* **提示文**
☆ ☆ ☆ ☆ ☆
法要案内

2023年4月 / 春季永代経のご案内

4月 19th, 2023 Posted in コトバ, 徒爾綴, 法要案内 | no comment »

ただ、仏法は、聴聞にきわまることなり 蓮如上人御一代記聞書193

 

人との向き合い方と、仏法との向き合い方はよく似ているように感じています。

 

先日法座のあとで数名の参加者の方々と「宗祖のお言葉にこだわる」とか「お聖教に帰る」というような話をしていた時、ふと私は本当には宗祖のお言葉にも、お聖教にもこだわってはいないのではないかと思いました。

 

聴聞という言葉があります。「聴」は聞こうとして聴くことをいい「聞」は聞こえてくることをいうのだそうです。

私は「聴聞しましょう」と言いながら、実はそのどちらでもなく「訊」という聞き方をしていたのではないかと思い至りました。

それは「訊」にたずねるという意味があるように、どれほど聴聞を続けても何か自分に合う「答え」を期待して聞いているだけではないかと思ったのです。

つまり自分の理解の枠組があって、その枠内に収まる話かそうでないかという聞き方です。
☆ ☆ ☆ ☆ ☆
* **課題の指示**
A) 聴聞についての文章から引いた次の一文を英語に訳すこと：「人との向き合い方と、仏法との向き合い方はよく似ているように感じています。」
B) 聴聞についての文章を二文で要約せよ。
C) 聴聞についての文章を、最後の文の後から書き進めてください。

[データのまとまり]
☆ ☆ ☆ ☆ ☆
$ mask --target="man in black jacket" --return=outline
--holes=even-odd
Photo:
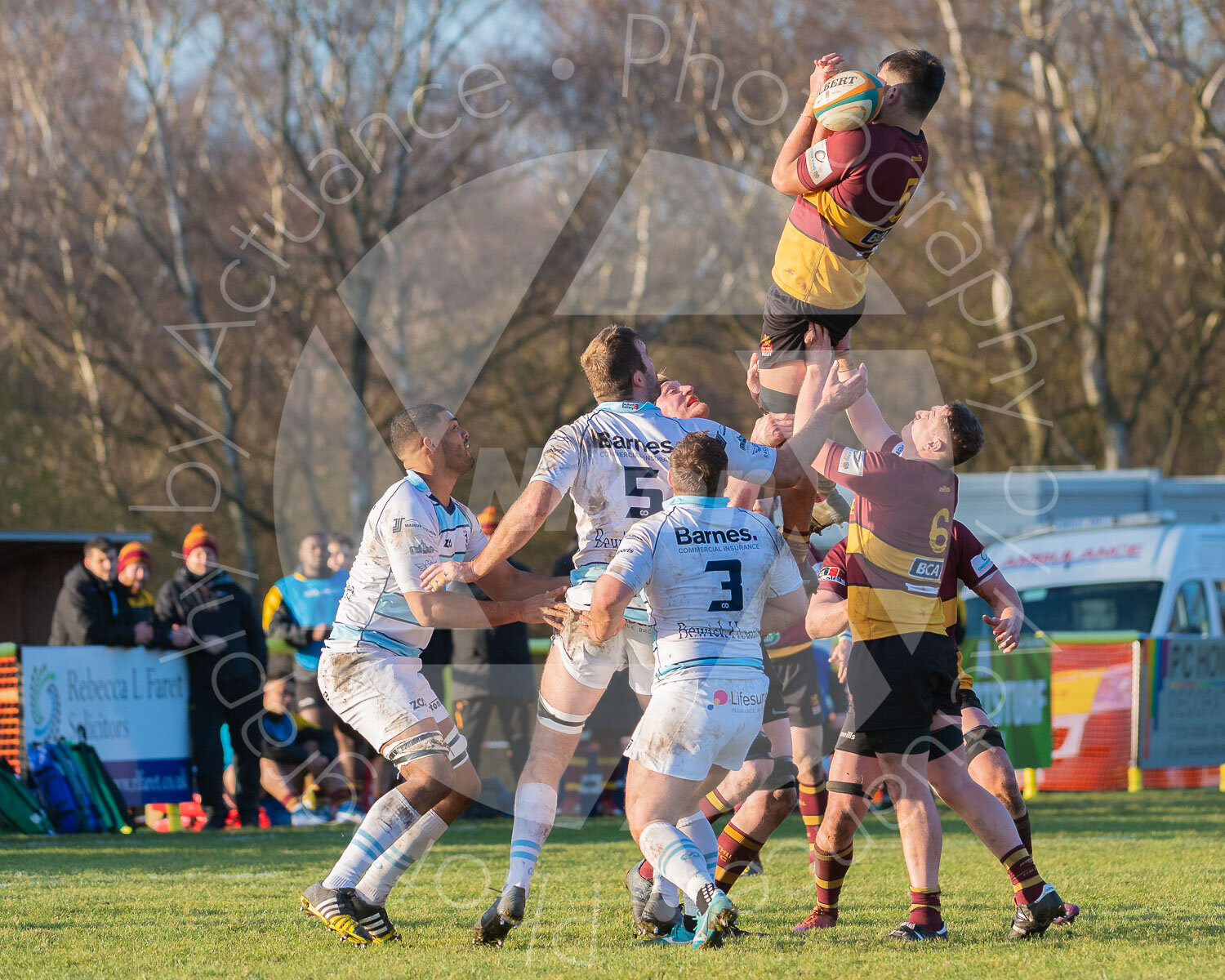
[[[53,647],[140,647],[153,639],[153,627],[136,622],[124,597],[115,592],[115,545],[91,538],[85,560],[64,576],[51,617]]]
[[[189,723],[196,789],[206,829],[225,826],[222,724],[234,747],[235,804],[244,827],[257,826],[262,710],[268,652],[251,597],[217,567],[217,543],[202,524],[183,541],[183,567],[157,594],[157,614],[191,630],[184,652],[190,684]]]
☆ ☆ ☆ ☆ ☆
* **各課題の解答**
A) I feel that the way we face other people and the way we face the Buddha Dharma are very much alike.

B) 筆者は法座のあとの参加者との話をきっかけに、自分は本当には宗祖のお言葉にもお聖教にもこだわっていないのではないかと思った。「聴聞しましょう」と言いながら、実は「聴」でも「聞」でもなく、自分の理解の枠組に収まる答えを期待して「訊」という聞き方をしていたのではないかと思い至った。

C)
「分かる」は「分ける」と書きますが、自分の中にいくつかある枠組の中に、宗祖の言葉もお聖教も勝手に分類して理解したことにするのです。

 

それで「宗祖の言葉」や「お聖教」にこだわっていると言えるでしょうか。

 

自分の理解、自分の考えにこだわり、自分の分類方法に納得しているに過ぎないのです。

またそれが誰かの言葉であれば「こういうことを言いたいのだろう」と自分の解釈で分かったような気になって、本当の意味では全く通じ合えていないということもあるはずです。

 

御経は釈尊の教えに出遇ったお弟子さん方によって綴られており、「如是我聞」(私はこのように聞きました)で始まります。

しかし言葉は教えや気持ち、考えなど大切なことを表現する一つの手段ではありますが、その全てを表現することはとても難しく、表現者の中でできるだけ近いもの、正確なものを慎重に選択します。

だからこそ受け手は時代背景や当時の文化を想像したり、多くの情報を頼りに正確に理解しようとするのです。伝えられた言葉とじっくりと腰を据えて対話するように向き合うのであって、自分の枠に落とし込んで理解しようとすることとは違うのだと思います。

 

日常の対話でも同じことです。真意がわからなかったり意見が違ったりしても、目や表情そしてその言葉の背景を想像して、根気よく相手の思いが聞こえてくるまで向き合うのです。

そのことで何が見えていて、何が見えていなかったのかを知ることを通して、相手との間を隔てていた自分の枠組が揺らぎ、互いの世界観が少しだけ溶け合うのでしょう。

 

真剣に聴くというのは、自分の枠組が崩れることで聞こえてくるものを大切にするのであって、決して教えや誰かを自分の解釈の枠に落とし込んで理解したことにしてはいけないのだと思います。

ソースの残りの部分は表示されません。